TASK REQUIREMENTS >> Retype nothing but the lines running from the line that contains "the stone rubble" to the last line, both ends included, and skip every image.

TASK DATA >>
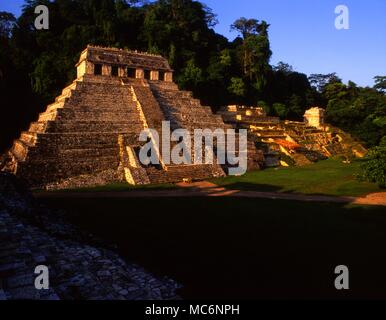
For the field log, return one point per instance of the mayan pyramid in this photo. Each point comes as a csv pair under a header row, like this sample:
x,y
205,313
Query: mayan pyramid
x,y
89,135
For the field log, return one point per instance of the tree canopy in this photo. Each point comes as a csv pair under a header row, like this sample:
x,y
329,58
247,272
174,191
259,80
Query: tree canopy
x,y
36,64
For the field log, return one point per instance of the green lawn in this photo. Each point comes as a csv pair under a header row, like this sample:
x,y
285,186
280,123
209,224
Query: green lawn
x,y
328,177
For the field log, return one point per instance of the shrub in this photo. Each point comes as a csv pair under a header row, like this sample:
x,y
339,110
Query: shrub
x,y
374,166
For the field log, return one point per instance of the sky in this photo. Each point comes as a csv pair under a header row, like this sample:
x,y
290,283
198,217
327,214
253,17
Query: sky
x,y
303,33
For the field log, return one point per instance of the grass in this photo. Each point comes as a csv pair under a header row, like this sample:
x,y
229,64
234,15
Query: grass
x,y
243,248
115,187
328,177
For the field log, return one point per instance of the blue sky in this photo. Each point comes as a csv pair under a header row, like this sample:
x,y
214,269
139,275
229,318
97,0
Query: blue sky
x,y
303,33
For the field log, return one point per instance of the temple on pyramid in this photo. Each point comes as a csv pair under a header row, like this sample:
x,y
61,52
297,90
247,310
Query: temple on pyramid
x,y
90,135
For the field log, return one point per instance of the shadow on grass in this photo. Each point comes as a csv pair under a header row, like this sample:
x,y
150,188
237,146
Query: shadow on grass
x,y
243,248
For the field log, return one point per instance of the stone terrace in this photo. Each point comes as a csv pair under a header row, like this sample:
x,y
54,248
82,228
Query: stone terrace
x,y
89,135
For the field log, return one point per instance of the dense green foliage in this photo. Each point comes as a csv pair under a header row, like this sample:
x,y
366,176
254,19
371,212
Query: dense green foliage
x,y
374,167
36,64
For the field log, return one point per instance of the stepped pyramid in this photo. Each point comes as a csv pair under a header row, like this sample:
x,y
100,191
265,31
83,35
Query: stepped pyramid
x,y
90,135
292,142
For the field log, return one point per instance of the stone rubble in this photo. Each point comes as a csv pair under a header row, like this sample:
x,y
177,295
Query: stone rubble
x,y
79,267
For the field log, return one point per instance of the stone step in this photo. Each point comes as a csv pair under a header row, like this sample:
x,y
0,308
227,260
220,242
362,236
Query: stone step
x,y
47,116
39,172
94,126
130,116
20,149
179,173
86,152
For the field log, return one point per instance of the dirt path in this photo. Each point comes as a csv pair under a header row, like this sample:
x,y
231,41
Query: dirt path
x,y
207,189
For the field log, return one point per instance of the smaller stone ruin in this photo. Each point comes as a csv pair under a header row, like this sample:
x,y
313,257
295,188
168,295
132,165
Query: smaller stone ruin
x,y
290,142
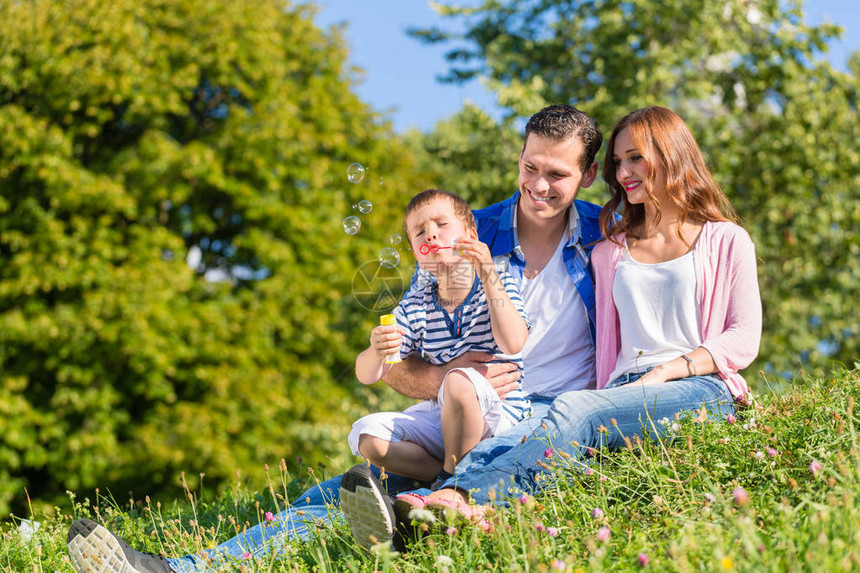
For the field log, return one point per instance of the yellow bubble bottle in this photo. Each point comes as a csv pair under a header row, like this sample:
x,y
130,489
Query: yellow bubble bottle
x,y
389,320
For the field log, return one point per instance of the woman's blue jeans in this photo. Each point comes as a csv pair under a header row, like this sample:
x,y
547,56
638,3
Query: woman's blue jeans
x,y
514,464
507,462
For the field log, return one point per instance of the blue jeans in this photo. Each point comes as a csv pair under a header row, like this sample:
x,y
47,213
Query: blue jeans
x,y
577,417
509,457
317,505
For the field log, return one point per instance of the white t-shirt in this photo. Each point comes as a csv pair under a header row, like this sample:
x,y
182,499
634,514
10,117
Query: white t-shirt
x,y
657,310
559,353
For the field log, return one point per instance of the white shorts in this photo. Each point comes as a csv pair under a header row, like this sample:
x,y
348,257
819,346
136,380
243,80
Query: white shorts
x,y
422,423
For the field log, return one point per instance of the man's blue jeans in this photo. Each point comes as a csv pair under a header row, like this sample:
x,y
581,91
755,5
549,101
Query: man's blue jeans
x,y
509,458
579,418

SOLUTION TO THE EXERCISE >>
For the field log, return one point per instance of the stone rubble in this photo. Each point comes as a csv pair under a header row, like this sample:
x,y
177,295
Query: stone rubble
x,y
79,267
For the field log, return one point per instance of the stone step in this photo. Each point comes as a csv pair under a header row, like this sample:
x,y
0,308
227,260
220,242
362,236
Query: stone step
x,y
47,116
39,172
94,126
130,116
20,149
179,173
86,152
For the field log, return one point per instance of the dirt path in this photo. Each point comes as a csv pair under a header row, like this sample:
x,y
231,41
Query: dirt path
x,y
207,189
For the field log, return one point per instance of the smaller stone ruin in this photo. Each point comes as a csv pair under a header row, like this sample:
x,y
313,257
295,188
168,295
132,165
Query: smaller stone ruin
x,y
290,142
For the field log, return one point per instance of the yellow bubble bottle in this photo. Each point comes as a csv pair under a header row, like this sample:
x,y
130,489
Query: yellow bubble bottle
x,y
389,320
For the field log, return one point per instance of the woman's blue jeans in this photo. Each point comes as a csv pair under a header row, like this sample:
x,y
547,56
638,3
Query: woman's blue jeans
x,y
514,464
507,462
For the field log, return one point per instance of the blue jeans in this photo. Each point comes as a csv pair under a header row, like this sample:
x,y
47,213
Query: blue jeans
x,y
577,417
509,457
317,505
For the field log, return one point per instance of the white t-shirt in this photo. Each point comes as a csv pair under a header row, like this sample:
x,y
182,499
634,514
10,117
Query: white t-shirt
x,y
657,310
559,353
For the field log, return one point per instance of the white shorts in this photo. Each point comes as a csv pair under a header row, like this sample:
x,y
348,257
819,346
136,380
243,80
Query: white shorts
x,y
422,423
For the field log, return one point per instance of the man's blue jeans in this photo. Each point comes as a csv pair under a header row, like this sample:
x,y
581,91
755,5
549,101
Query: man's blue jeans
x,y
509,458
579,418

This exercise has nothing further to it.